(Excerpts of pointing data)
==================================================

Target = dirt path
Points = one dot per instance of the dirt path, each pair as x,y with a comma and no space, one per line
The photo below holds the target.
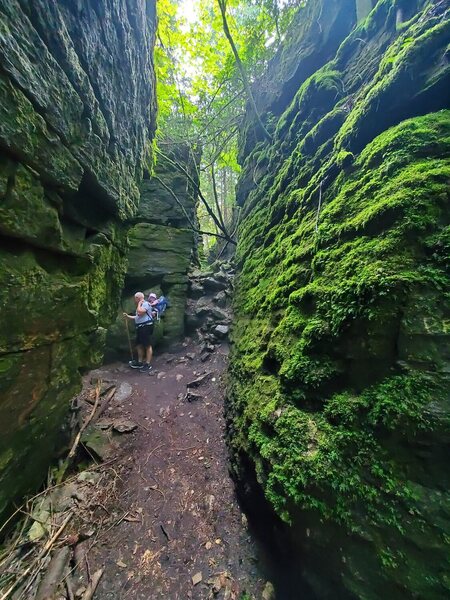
182,520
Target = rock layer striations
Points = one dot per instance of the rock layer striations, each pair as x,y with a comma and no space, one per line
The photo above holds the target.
339,393
163,245
77,113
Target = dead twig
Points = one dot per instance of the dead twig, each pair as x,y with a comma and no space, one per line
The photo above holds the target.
54,573
45,550
53,487
90,591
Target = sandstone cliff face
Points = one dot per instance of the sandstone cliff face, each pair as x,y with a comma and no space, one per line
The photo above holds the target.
339,395
77,113
163,247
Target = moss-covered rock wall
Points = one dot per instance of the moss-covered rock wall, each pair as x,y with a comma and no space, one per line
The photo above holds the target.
163,246
76,115
339,380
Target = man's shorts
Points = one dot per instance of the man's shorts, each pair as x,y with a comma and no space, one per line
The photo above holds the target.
144,335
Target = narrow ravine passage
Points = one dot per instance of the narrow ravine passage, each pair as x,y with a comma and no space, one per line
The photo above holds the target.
180,515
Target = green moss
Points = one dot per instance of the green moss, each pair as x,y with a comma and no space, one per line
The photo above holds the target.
338,358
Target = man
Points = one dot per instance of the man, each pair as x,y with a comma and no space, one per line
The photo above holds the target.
143,321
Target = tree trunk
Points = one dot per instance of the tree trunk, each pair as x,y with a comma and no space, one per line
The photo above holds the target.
245,80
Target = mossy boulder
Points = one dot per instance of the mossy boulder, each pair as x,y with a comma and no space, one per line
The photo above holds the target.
339,379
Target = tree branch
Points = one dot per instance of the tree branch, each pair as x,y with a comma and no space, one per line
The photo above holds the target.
245,80
191,224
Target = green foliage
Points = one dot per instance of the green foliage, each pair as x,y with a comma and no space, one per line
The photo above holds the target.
200,93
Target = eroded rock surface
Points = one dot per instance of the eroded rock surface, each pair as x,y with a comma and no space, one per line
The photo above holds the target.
163,246
339,396
77,114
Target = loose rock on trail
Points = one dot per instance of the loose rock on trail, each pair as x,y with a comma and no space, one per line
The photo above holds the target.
179,532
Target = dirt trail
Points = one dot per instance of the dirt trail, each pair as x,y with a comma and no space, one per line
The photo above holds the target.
182,520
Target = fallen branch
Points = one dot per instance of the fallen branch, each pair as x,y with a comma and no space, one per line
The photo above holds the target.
45,550
90,591
66,463
84,426
54,574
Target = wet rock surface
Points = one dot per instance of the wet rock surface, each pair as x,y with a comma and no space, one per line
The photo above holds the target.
163,248
339,380
70,170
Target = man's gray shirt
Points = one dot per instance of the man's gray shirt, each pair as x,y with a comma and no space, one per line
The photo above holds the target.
138,319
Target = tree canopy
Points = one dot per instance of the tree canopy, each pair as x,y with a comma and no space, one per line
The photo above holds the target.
202,95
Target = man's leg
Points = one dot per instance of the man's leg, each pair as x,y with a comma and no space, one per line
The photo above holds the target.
148,354
140,351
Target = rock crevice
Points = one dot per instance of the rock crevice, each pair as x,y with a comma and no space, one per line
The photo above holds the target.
77,115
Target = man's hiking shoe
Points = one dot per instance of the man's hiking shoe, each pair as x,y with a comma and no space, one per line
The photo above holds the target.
135,364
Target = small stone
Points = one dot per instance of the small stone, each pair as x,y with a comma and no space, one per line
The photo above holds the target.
88,477
197,382
192,396
124,426
221,331
268,592
123,393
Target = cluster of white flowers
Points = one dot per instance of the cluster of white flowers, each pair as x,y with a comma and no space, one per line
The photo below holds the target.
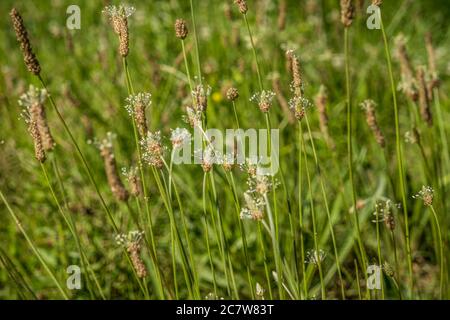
315,256
120,10
179,137
129,238
143,99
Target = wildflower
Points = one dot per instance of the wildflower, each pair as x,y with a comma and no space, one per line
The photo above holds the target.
388,270
29,57
254,209
434,82
153,149
116,185
136,106
209,157
412,136
426,194
33,103
259,291
263,99
179,137
118,16
408,83
347,12
132,243
299,105
200,95
369,107
315,256
193,117
383,213
242,5
232,94
131,175
181,30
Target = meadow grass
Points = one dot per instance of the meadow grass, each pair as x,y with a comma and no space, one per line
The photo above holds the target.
356,187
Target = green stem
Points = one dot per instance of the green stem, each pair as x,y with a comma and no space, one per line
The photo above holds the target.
400,168
33,248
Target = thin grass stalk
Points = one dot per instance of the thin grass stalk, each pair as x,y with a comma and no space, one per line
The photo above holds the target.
72,222
242,233
208,246
377,222
266,267
300,211
313,215
153,252
441,252
196,43
400,168
85,264
327,209
183,220
350,148
33,248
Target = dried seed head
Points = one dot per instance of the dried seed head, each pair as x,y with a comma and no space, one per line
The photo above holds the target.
133,180
347,12
424,103
369,107
132,242
321,103
232,94
35,135
118,16
315,256
242,5
137,104
200,95
254,207
181,30
116,185
33,100
426,194
297,81
135,249
153,149
434,82
29,57
408,84
179,137
264,100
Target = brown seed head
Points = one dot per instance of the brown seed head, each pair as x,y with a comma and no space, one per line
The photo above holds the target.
424,103
232,94
181,30
29,57
134,249
347,12
369,107
242,5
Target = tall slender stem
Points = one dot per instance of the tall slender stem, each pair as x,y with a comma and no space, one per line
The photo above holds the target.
401,172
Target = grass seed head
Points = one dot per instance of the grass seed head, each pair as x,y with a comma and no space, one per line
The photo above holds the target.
232,94
369,107
29,57
347,12
242,5
114,181
424,102
181,30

==================================================

- **Exercise**
Reproduce each record from above exactly; pictures do not belong in the copy.

- **Result of the exercise**
Target = dirt path
Points = one dot per instance of the dirt path, each pair as x,y with a comma and no space, one per line
The photo below holds the target.
182,520
Target = rock layer striations
Points = one dot per instance of the rock layer striations, each pair as x,y with a comma and no space, one per line
The photo above holds the target.
339,393
163,245
77,113
Target = dead twig
Points = one dot per instance of the dead twig, each pair as x,y with a comma and no space, one per line
The photo above holds the target.
54,573
45,550
53,487
90,591
Target = sandstone cliff face
Points = one dot per instance of the sandstone cliff face, each pair as x,y with a comma and no space, one per line
The photo above holds the target.
339,395
77,113
163,247
Target = moss-covered rock wall
Points = one dot per instance of the moss-covered rock wall, each pair as x,y with a comma and no space, one per line
The photo above holds the target.
163,246
76,115
339,380
Target = man's shorts
Points = one dot per instance of the man's shorts, each pair as x,y with a comma and no space, one per line
The photo above holds the target.
144,335
Target = narrow ravine passage
Points = one dot per instance of the narrow ravine passage, each pair as x,y with a comma and no space, one per line
The photo above holds the target.
180,515
Target = green moss
Points = one dot per instance of the green moss, each pair as x,y with a comma and no space, one per line
The photo above holds the target.
338,358
Target = man
Points = one dot per instance of the man, each pair as x,y with a comma and no space, one per line
The photo above holds the target.
143,321
Target = tree trunk
Points = one dot per instance of the tree trunk, each pair as x,y with a comma and no space, one per line
The photo above holds the target.
245,80
Target = mossy boulder
Points = one dot per instance of the mossy boulder, each pair as x,y with a comma and no space, one per line
The photo above holds the target.
339,379
Target = tree branch
Points = one dot per instance of the tree branch, each pair as x,y with a comma and no space, one per line
The photo above holds the target.
245,80
191,224
Target = green foliage
Points = one dot per instance of the green foliage, each pair as x,y with a comma and no space, one per line
The photo above holds the target.
200,93
Target = eroded rock surface
Points = one dot per instance of the eroded rock surface, each pair as x,y with a comma and no space, one per line
The photo above holds the target.
163,246
339,396
77,114
Target = loose rock on trail
Points = one dot per instance of the loose rock on trail, each pair as x,y with a comma and no space, one per line
The photo above holds the target.
179,532
Target = dirt trail
Points = one dot per instance of the dirt trail, each pair as x,y with a comma and no space, one per line
The photo above holds the target.
182,520
Target = fallen branch
Points = one dot per instance of the fallen branch, each pair as x,y with a comma and no space, one per line
The photo above holds the target.
45,550
90,591
66,463
84,426
54,574
Target = wet rock surface
Points = one dot per instance of the wet rock surface, each pair as x,y with a comma and no space, one per line
The photo above holds the target.
163,248
339,380
70,170
Target = man's gray shirt
Points = one dot per instance of the man's gray shirt, each pair as x,y with a comma and no space, one per line
The photo above holds the target.
138,319
Target = tree canopy
Points = one dot per instance of the tree canopy, each pair as x,y with a comma and no space, one per line
The photo above holds the target.
202,95
Target = man's leg
Points = one dot per instance of the man's leg, each pair as x,y with a comma and no space, one per line
The photo above holds the target.
148,354
140,351
Target = rock crevice
Points = one dot per instance of the rock crevice, each pair as x,y with a comma and no space, one per line
The photo above holds the target.
77,115
Target = man's hiking shoe
Points = one dot per instance of the man's hiking shoe, each pair as x,y with a comma and no space, one per line
The photo above holds the target.
135,364
Target = small stone
Points = one dot per instance of the small stone, each pair as x,y with a comma and no space, one per line
The photo above holds the target.
88,477
197,382
192,396
124,426
221,331
268,592
123,393
Target = cluster of white flowers
Points = one dot per instance of the cluster of white flowers, each pair as x,y with a comma and no space, one per line
The photo below holds the target.
315,256
120,10
179,137
129,238
143,99
Target = wildflower
Points = one dot per instance of the wildflower, each pair as x,y with a comma and no space, one per line
The photo above holds the target.
388,270
29,57
254,209
434,82
153,149
116,185
136,106
209,157
412,136
426,194
33,103
259,291
263,99
179,137
118,16
408,83
347,12
132,243
299,105
200,95
369,107
315,256
193,117
383,213
242,5
232,94
131,175
181,30
Target = meadow grass
Points = one dot per instance of the meadow grass, each pair as x,y with a comma and no space, one per line
The photo above holds the target.
356,187
Target = green stem
Points = one dot per instance of the green stem, each pair as x,y with a comma and no space, one per line
The photo above holds the target.
400,168
33,248
Target = thin grass stalk
Points = one dot per instance of the thin grass stalk, each pair as x,y with a comma and no space, one per line
The photo above holds the target.
72,222
242,233
208,246
377,222
266,267
300,211
313,215
153,252
441,252
196,43
400,168
85,264
327,209
183,220
350,148
33,248
Target = dried seed head
Points = one dot per instance of the dried seed head, each pair as x,y with a comma and no space, one per line
The photo above holds the target.
133,180
347,12
424,103
369,107
132,242
321,103
232,94
35,135
118,16
315,256
242,5
137,104
200,95
254,207
181,30
116,185
33,100
426,194
297,81
135,249
153,149
434,82
29,57
408,84
179,137
264,100
Target = brown seed head
Points = one dot per instance of the brown seed head, each pair as x,y with a comma and no space, one per line
The photo above holds the target.
424,103
232,94
181,30
29,57
134,249
347,12
369,107
242,5
Target = tall slender stem
Points = one dot per instance of the tall slender stem, each pair as x,y with a comma and no space, one per line
The photo above holds the target.
401,172
Target = grass seed head
Points = one dot per instance of the grass seed head, each pair as x,y with a comma and no space, one per line
The photo above holds the target.
232,94
369,107
29,57
347,12
242,5
114,181
424,102
181,30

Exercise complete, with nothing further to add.